[Problem description] An exact copy of all entries is required.

[Records for the exercise]
= Beginning of Section =
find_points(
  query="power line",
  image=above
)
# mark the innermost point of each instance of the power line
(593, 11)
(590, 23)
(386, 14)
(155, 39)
= End of Section =
[Expected answer]
find_points(
  query="power line",
  image=above
)
# mark the innermost point of each instance of the power line
(593, 11)
(590, 23)
(386, 14)
(155, 39)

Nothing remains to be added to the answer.